◆ Instructions to follow:
Reproduce every one of the items below word for word.

◆ Material:

━━━━━━━━

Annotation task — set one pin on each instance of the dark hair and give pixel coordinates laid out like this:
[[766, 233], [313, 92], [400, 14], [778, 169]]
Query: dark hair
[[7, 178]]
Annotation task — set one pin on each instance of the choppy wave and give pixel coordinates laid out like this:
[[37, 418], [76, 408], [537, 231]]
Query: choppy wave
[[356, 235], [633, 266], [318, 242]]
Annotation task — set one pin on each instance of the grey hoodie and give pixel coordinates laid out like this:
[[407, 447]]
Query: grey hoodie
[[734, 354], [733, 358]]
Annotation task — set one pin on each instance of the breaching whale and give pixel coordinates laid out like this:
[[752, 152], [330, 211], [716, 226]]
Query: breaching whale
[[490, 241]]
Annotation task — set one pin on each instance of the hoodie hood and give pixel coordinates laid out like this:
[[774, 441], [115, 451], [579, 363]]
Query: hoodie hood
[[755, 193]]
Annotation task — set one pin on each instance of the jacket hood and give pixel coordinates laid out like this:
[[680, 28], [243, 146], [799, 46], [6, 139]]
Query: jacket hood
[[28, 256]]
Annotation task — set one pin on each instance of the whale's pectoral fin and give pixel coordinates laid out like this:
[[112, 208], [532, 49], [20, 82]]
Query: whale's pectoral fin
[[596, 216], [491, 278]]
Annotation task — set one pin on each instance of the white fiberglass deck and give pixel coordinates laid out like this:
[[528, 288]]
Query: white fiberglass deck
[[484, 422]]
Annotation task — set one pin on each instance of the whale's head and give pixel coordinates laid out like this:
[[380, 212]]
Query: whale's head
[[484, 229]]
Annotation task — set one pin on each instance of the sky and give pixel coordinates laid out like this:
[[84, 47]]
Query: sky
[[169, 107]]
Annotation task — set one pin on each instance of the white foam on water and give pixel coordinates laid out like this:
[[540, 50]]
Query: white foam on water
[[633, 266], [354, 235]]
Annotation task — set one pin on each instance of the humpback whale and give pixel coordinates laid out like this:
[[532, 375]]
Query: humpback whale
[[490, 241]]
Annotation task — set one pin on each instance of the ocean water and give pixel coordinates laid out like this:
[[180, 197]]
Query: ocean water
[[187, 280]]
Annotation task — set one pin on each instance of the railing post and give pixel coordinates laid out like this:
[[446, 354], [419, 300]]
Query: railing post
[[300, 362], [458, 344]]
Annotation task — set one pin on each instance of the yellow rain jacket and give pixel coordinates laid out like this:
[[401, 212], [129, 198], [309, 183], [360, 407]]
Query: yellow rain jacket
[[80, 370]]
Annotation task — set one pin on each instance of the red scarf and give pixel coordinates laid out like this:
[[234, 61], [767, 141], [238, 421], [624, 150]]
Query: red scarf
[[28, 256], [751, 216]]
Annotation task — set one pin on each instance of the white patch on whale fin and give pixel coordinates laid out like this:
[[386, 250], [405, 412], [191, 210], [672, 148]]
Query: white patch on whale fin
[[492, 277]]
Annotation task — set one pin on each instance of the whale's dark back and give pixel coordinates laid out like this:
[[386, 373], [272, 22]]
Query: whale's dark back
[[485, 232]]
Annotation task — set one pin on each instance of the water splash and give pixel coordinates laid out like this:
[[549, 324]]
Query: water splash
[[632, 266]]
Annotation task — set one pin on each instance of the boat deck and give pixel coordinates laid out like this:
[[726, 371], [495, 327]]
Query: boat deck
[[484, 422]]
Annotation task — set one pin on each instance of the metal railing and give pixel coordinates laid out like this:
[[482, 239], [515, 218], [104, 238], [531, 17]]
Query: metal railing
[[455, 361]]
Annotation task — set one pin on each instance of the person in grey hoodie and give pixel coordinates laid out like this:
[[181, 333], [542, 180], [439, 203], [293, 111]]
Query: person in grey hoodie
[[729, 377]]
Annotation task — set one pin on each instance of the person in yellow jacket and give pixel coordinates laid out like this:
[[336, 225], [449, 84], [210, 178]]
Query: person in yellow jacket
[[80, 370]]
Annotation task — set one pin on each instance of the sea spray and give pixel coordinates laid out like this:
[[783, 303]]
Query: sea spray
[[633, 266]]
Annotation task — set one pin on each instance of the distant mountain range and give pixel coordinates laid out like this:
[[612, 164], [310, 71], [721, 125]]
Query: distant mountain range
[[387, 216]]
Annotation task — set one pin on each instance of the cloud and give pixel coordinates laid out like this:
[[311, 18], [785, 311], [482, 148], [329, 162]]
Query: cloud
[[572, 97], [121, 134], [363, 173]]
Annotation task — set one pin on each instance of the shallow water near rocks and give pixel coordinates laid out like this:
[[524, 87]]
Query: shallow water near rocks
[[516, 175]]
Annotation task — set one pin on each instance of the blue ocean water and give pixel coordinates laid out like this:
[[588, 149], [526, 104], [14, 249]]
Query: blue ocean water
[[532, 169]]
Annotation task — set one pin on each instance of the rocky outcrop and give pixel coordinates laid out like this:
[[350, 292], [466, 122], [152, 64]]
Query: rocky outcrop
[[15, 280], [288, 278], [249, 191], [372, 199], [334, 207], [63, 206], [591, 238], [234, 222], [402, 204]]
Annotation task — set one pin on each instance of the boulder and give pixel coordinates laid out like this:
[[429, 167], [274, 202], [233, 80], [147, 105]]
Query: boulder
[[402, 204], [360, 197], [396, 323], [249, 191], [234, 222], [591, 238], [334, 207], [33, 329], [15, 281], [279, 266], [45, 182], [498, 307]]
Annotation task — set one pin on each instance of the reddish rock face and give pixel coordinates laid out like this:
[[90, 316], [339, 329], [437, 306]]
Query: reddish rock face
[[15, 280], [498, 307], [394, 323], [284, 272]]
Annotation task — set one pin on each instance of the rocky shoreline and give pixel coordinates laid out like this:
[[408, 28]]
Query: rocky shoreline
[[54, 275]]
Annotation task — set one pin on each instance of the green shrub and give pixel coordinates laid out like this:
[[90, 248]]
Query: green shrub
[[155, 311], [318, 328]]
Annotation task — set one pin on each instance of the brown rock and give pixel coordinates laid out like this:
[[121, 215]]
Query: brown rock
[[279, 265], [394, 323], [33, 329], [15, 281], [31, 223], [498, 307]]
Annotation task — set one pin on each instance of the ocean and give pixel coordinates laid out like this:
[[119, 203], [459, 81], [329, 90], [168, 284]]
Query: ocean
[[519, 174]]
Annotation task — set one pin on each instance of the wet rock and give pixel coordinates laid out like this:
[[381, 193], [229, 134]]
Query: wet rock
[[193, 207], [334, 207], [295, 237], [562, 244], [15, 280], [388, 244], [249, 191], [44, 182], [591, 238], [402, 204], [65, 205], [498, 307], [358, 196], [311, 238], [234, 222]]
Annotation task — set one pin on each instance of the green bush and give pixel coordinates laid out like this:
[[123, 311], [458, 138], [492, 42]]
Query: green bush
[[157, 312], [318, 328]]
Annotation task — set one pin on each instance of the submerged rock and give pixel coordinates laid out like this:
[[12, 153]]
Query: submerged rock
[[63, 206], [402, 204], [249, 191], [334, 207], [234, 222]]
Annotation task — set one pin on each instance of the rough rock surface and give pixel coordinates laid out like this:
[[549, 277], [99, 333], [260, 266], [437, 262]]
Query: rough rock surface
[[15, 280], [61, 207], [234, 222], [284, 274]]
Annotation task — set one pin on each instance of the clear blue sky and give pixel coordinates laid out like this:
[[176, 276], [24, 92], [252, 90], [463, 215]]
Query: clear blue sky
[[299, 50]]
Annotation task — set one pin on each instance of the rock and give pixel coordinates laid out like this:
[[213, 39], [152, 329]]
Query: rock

━━━━━━━━

◆ Solved problem:
Annotation task — set one pin on each instance of the dark hair and give pixel coordinates laid out like this:
[[766, 233], [313, 92], [400, 14], [778, 169]]
Query: dark hair
[[7, 178]]
Annotation task — set one pin on each instance of the choppy wave and give pixel coordinates laid out like this:
[[37, 418], [76, 408], [537, 231]]
Query: choppy wave
[[356, 235], [633, 266], [318, 242]]
Annotation task — set one pin on each instance of the grey hoodie and give pixel coordinates laid out like this:
[[407, 447]]
Query: grey hoodie
[[734, 354], [733, 358]]
Annotation task — set one pin on each instance of the breaching whale and give pixel coordinates laid out like this:
[[752, 152], [330, 211], [716, 226]]
Query: breaching whale
[[490, 241]]
Annotation task — set one pin on each instance of the hoodie hood and give pixel coordinates laid out like this:
[[774, 441], [115, 451], [579, 363]]
Query: hoodie hood
[[755, 193]]
Annotation task — set one pin on each instance of the jacket hood and give pixel coordinates laid out like this:
[[680, 28], [243, 146], [799, 46], [6, 139]]
Query: jacket hood
[[28, 256]]
Annotation task — set one pin on each instance of the whale's pectoral fin and give pixel coordinates laid out like this:
[[112, 208], [532, 49], [20, 82]]
Query: whale's pectoral fin
[[596, 216], [491, 278]]
Annotation task — set one pin on each instance of the white fiberglass deck and give pixel coordinates laid out like this:
[[528, 288]]
Query: white fiberglass deck
[[484, 422]]
Annotation task — set one pin on each instance of the whale's head and give pixel coordinates laid out like this:
[[380, 212]]
Query: whale's head
[[484, 229]]
Annotation task — set one pin on each instance of the sky and give pixel coordinates laid out like this:
[[84, 47]]
Query: sky
[[169, 107]]
Annotation task — set one pin on each instance of the white foam on water and give pixel coordinates laid out like this:
[[540, 50]]
Query: white foam on water
[[633, 266], [354, 235]]
Annotation task — set one pin on each instance of the humpback whale and give pixel coordinates laid out like this:
[[532, 375]]
Query: humpback whale
[[490, 241]]
Annotation task — set one pin on each instance of the ocean water and give pixel coordinates laid out like this:
[[180, 197]]
Query: ocean water
[[187, 280]]
Annotation task — set one pin on each instance of the railing post and give pixel coordinates laid out like this:
[[446, 354], [419, 300]]
Query: railing post
[[300, 362], [458, 344]]
Annotation task — set one pin on each instance of the yellow rain jacket and give pixel coordinates laid out like this:
[[401, 212], [129, 198], [309, 183], [360, 407]]
Query: yellow rain jacket
[[80, 370]]
Annotation task — set one pin on each instance of the red scarf and give pixel coordinates laid out like this:
[[234, 61], [767, 141], [238, 421], [624, 150]]
Query: red scarf
[[28, 256], [751, 216]]
Annotation task — set one pin on each instance of the white patch on whale fin and give pixel coordinates laid out like this:
[[386, 250], [405, 412], [191, 210], [672, 148]]
Query: white patch on whale fin
[[492, 277]]
Annotation task — set one pin on each instance of the whale's dark back and give pixel coordinates laid out like this:
[[386, 373], [272, 22]]
Query: whale's dark back
[[485, 232]]
Annotation task — set one pin on each instance of the water splash and give pixel coordinates laid out like this:
[[549, 324]]
Query: water splash
[[632, 266]]
Annotation task — set one pin on each instance of the boat deck and give pixel coordinates laid out like this:
[[726, 371], [495, 327]]
Query: boat deck
[[484, 422]]
Annotation task — set one pin on each instance of the metal railing and give pixel coordinates laid out like this:
[[482, 239], [515, 218], [104, 238], [531, 17]]
Query: metal railing
[[455, 361]]
Annotation task — set one pin on each instance of the person in grey hoodie and give pixel coordinates laid out like this:
[[181, 333], [542, 180], [439, 203], [293, 111]]
Query: person in grey hoodie
[[729, 377]]
Annotation task — set one pin on each instance of the person in yellow jacket and give pixel coordinates laid out like this:
[[336, 225], [449, 84], [210, 178]]
Query: person in yellow jacket
[[80, 370]]
Annotation task — set one pin on each instance of the sea spray and give pixel coordinates laid out like this:
[[783, 303]]
Query: sea spray
[[633, 266]]
Annotation task — set one pin on each instance of the distant mountain range and give pixel coordinates laid out like this:
[[612, 164], [310, 71], [721, 125]]
Query: distant mountain range
[[387, 216]]
Annotation task — set one pin on each instance of the cloud and give pixel coordinates laid out like this:
[[311, 18], [785, 311], [482, 148], [329, 162]]
Query: cloud
[[572, 97], [121, 134], [363, 173]]
Annotation task — set one pin on each instance of the shallow water near rocks and give pixel coordinates laid out like this:
[[524, 87]]
Query: shallow water near rocks
[[516, 175]]
Annotation task — set one pin on each instance of the blue ocean water and give pixel coordinates laid out like this:
[[588, 149], [526, 104], [14, 249]]
Query: blue ocean water
[[532, 169]]
Annotation task — set one pin on each instance of the rocky outcrop and give pixel coordinates laid out like this:
[[350, 292], [466, 122], [152, 64]]
Query: rocky outcrop
[[15, 280], [288, 278], [249, 191], [372, 199], [334, 207], [63, 206], [591, 238], [234, 222], [402, 204]]
Annotation task — set one pin on each instance of the boulder and give pixel coordinates laid out like this:
[[429, 167], [274, 202], [233, 80], [147, 105]]
Query: boulder
[[402, 204], [360, 197], [396, 323], [249, 191], [234, 222], [591, 238], [334, 207], [33, 329], [15, 281], [279, 266], [45, 182], [498, 307]]
Annotation task — set one pin on each instance of the reddish rock face and give pixel coordinates laid out like this:
[[90, 316], [339, 329], [437, 306]]
Query: reddish rock face
[[15, 280], [498, 307], [394, 323], [284, 272]]
Annotation task — set one pin on each instance of the rocky shoreline and give pixel coordinates laid out like this:
[[408, 28]]
Query: rocky shoreline
[[54, 275]]
Annotation task — set one pin on each instance of the green shrub and give pixel coordinates laid out like this:
[[90, 248]]
Query: green shrub
[[155, 311], [318, 328]]
Annotation task — set one pin on each instance of the brown rock and give pixel coordinates laid out like this:
[[121, 215]]
Query: brown rock
[[279, 265], [394, 323], [33, 329], [15, 281], [31, 223], [498, 307]]
Annotation task — set one pin on each instance of the ocean and give pixel coordinates laid out like this:
[[119, 203], [459, 81], [329, 90], [168, 284]]
Query: ocean
[[519, 174]]
Annotation task — set one pin on each instance of the wet rock and give pixel coordinates laid out like this:
[[381, 193], [229, 134]]
Query: wet rock
[[193, 207], [334, 207], [295, 237], [562, 244], [15, 280], [388, 244], [249, 191], [44, 182], [591, 238], [402, 204], [65, 205], [498, 307], [358, 196], [311, 238], [234, 222]]
Annotation task — set one pin on each instance of the green bush and give pixel coordinates laid out like this:
[[123, 311], [458, 138], [492, 42]]
Query: green bush
[[157, 312], [318, 328]]
Annotation task — set one pin on each instance of the submerged rock and give pixel coordinates laid out like this:
[[12, 153]]
Query: submerged rock
[[63, 206], [402, 204], [249, 191], [334, 207], [234, 222]]
Annotation task — set one pin on each instance of the rough rock surface and give pixel coordinates laid out like this:
[[549, 277], [99, 333], [260, 266], [437, 262]]
Query: rough rock surface
[[15, 280], [61, 207], [234, 222], [284, 274]]
Annotation task — set one pin on each instance of the clear blue sky and give pixel coordinates laid out like this:
[[176, 276], [24, 92], [252, 90], [463, 215]]
Query: clear blue sky
[[299, 50]]
Annotation task — set one pin on each instance of the rock and give pixel coordinates laid out like this:
[[213, 39], [152, 329]]
Query: rock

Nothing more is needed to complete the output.